§ Supplied passage

**********

Giter VIP home page Giter VIP logo

cclm2cmor-1's Introduction

CCLM2CMOR - Climate model output rewriting of COSMO-CLM climate model data for CORDEX

Worldwide coordinated projects for climate data like CMIP and CORDEX demand that the data meet specific standards very strictly if they are supposed to be integrated and uploaded to an archive for a world wide distribution (typically an Earth System Grid Federation node (ESGF) or long term archives as World Data Centre for Climate (WDCC)). The model output has to be transformed to meet these specific standards, and this process is often referred to as CMOR, which stands for Climate Model Output Rewriting.

In this project we are developing a CMORization tool which works specifically for the COSMO-CLM (CCLM) model. However, the different processing steps are separated in such a way that it is also possible to use the tool with other models than the CCLM model.

Requirements

The tool is written for a Unix operating system. For it to work, a number of command line tools and Python packages are needed. The command line programs you need are: ncrcat, ncks, ncap2, ncatted, nccopy and cdo

For the Python packages please look into the .py source code files or just try to run the code to see which packages are missing. The code works with Python 2.7 and 3.6 (and maybe also older versions). If you have the relevant tools installed on your machine, there is no further installation needed.

Sources

Here is a quick overview of the different source code files and additional files, their location and their purpose. The location is relative to the source code directory src.

Filename Location Purpose
FIRST STEP
master_post.sh . Job script that executes the first step of the CMORization
settings.sh . Configuration file for this first step
help cclm_post Prints helping information on the command line options of master_post.sh
first.sh cclm_post First subscript
timeseries.sh cclm_post Variable information for first subscript
second.sh cclm_post Second subscript
xfer.sh cclm_post Job script to extract archives
delete.sh cclm_post Job script to delete archives
SECOND STEP
master_cmor.sh . Job script that executes the second step of the CMORization (the Python script)
cmorlight.py CMORlight Main script of the second CMOR step. Calls all other Python functions.
control_cmor.ini CMORlight Configuration file
init_log.py CMORlight Sets up custom logger
configuration.py CMORlight Reads in configuration from control_cmor.ini and provides functions to read or change the entries
settings.py CMORlight Processes some of the entries in the configuration file and reads in the variables table
tools.py CMORlight Contains all the functions for processing the files
CORDEX_CMOR_CCLM_variables_table.csv CMORlight/Config Variables table for the CCLM model controlling which variables are processed at what resolution
CORDEX_CMOR_WRF_variables_table.csv CMORlight/Config Variables table for the WRF model
coordinates_cordex_eur11.nc CMORlight/Config NetCDF file containing e.g. latitude and longitude arrays for domain EUR-11
coordinates_cordex_eur44.nc CMORlight/Config As above but for the domain EUR-44
ADDITIONAL
write_vars.py add_scripts Python script to create the file timeseries.sh for the first CMOR step

Usage

The CMOR process is divided into two subprocesses which are explained below.

**********

§ Dataset
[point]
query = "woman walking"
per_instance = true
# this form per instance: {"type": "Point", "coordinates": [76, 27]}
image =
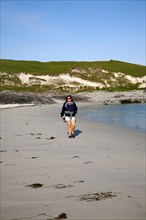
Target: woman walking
{"type": "Point", "coordinates": [69, 111]}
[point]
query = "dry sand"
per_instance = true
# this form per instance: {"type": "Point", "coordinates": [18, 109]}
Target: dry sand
{"type": "Point", "coordinates": [98, 175]}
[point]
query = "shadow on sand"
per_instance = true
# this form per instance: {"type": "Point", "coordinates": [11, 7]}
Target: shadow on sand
{"type": "Point", "coordinates": [77, 132]}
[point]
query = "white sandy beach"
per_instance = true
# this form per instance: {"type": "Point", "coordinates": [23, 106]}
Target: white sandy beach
{"type": "Point", "coordinates": [35, 149]}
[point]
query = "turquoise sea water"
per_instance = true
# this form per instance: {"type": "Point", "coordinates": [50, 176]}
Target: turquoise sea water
{"type": "Point", "coordinates": [123, 115]}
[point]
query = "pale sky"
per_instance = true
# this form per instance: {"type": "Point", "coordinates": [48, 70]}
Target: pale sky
{"type": "Point", "coordinates": [45, 30]}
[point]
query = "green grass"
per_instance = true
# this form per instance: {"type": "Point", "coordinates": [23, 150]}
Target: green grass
{"type": "Point", "coordinates": [56, 68]}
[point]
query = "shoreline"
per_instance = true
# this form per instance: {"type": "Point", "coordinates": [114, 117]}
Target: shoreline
{"type": "Point", "coordinates": [101, 159]}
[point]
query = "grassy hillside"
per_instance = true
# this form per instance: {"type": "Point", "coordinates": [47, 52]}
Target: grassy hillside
{"type": "Point", "coordinates": [55, 68]}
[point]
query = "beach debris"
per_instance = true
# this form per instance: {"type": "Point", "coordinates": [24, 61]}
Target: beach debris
{"type": "Point", "coordinates": [88, 162]}
{"type": "Point", "coordinates": [35, 185]}
{"type": "Point", "coordinates": [61, 216]}
{"type": "Point", "coordinates": [75, 157]}
{"type": "Point", "coordinates": [96, 196]}
{"type": "Point", "coordinates": [62, 186]}
{"type": "Point", "coordinates": [79, 181]}
{"type": "Point", "coordinates": [34, 157]}
{"type": "Point", "coordinates": [2, 151]}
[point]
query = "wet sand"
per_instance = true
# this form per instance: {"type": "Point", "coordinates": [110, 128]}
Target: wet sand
{"type": "Point", "coordinates": [100, 174]}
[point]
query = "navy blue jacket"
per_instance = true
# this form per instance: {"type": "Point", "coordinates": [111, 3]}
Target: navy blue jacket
{"type": "Point", "coordinates": [69, 109]}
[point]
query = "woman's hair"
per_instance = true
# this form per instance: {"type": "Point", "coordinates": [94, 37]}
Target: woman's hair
{"type": "Point", "coordinates": [69, 97]}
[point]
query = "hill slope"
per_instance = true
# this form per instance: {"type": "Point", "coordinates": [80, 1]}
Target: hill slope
{"type": "Point", "coordinates": [75, 76]}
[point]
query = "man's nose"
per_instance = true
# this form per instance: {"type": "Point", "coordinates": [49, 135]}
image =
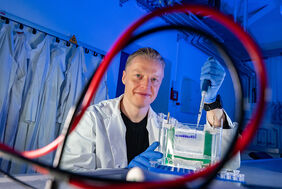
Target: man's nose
{"type": "Point", "coordinates": [146, 82]}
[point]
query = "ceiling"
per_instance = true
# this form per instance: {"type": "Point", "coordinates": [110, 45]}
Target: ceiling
{"type": "Point", "coordinates": [262, 19]}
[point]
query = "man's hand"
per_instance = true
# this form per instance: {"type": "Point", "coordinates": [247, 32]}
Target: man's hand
{"type": "Point", "coordinates": [214, 72]}
{"type": "Point", "coordinates": [143, 159]}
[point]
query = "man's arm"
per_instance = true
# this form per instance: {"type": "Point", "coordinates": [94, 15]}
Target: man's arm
{"type": "Point", "coordinates": [215, 73]}
{"type": "Point", "coordinates": [228, 132]}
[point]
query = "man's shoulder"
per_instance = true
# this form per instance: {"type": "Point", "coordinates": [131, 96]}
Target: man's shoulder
{"type": "Point", "coordinates": [106, 107]}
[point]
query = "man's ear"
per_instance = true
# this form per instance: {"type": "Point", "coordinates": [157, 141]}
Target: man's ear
{"type": "Point", "coordinates": [123, 77]}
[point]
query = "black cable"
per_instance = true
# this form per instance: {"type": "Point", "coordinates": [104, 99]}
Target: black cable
{"type": "Point", "coordinates": [16, 179]}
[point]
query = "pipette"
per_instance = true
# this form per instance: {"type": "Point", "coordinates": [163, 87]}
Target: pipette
{"type": "Point", "coordinates": [205, 86]}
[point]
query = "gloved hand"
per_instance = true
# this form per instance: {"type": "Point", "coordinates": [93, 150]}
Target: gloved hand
{"type": "Point", "coordinates": [143, 159]}
{"type": "Point", "coordinates": [213, 71]}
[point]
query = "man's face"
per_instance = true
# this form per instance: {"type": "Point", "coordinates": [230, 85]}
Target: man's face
{"type": "Point", "coordinates": [142, 79]}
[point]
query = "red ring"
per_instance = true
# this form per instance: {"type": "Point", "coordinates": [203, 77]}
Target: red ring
{"type": "Point", "coordinates": [245, 39]}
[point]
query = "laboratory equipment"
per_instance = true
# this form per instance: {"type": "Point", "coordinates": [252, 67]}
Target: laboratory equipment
{"type": "Point", "coordinates": [188, 145]}
{"type": "Point", "coordinates": [205, 87]}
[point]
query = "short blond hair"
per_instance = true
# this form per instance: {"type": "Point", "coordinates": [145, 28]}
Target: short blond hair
{"type": "Point", "coordinates": [147, 52]}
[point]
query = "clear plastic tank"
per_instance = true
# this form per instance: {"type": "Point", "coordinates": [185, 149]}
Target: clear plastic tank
{"type": "Point", "coordinates": [183, 145]}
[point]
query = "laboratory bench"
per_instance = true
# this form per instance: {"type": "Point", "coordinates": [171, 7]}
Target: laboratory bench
{"type": "Point", "coordinates": [263, 173]}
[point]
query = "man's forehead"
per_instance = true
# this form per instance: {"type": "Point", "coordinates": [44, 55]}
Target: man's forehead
{"type": "Point", "coordinates": [138, 61]}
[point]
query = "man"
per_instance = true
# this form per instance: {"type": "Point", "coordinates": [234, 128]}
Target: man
{"type": "Point", "coordinates": [117, 133]}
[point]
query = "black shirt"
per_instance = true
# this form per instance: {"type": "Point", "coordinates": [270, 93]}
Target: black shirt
{"type": "Point", "coordinates": [137, 140]}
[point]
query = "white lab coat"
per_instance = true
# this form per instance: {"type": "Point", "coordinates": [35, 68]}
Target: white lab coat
{"type": "Point", "coordinates": [99, 139]}
{"type": "Point", "coordinates": [31, 107]}
{"type": "Point", "coordinates": [74, 84]}
{"type": "Point", "coordinates": [46, 129]}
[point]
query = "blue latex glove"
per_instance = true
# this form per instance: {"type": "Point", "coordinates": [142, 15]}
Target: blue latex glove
{"type": "Point", "coordinates": [212, 70]}
{"type": "Point", "coordinates": [143, 159]}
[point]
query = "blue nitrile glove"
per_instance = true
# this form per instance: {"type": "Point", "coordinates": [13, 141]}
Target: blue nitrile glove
{"type": "Point", "coordinates": [143, 159]}
{"type": "Point", "coordinates": [213, 71]}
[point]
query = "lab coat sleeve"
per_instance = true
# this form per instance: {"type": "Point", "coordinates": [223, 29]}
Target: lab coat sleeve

**********

§ What you need to do
In the CCLM2CMOR introduction, what does the abbreviation CMOR stand for? The records come from a different source than the CCLM2CMOR introduction.

§ Exercise output
Climate Model Output Rewriting.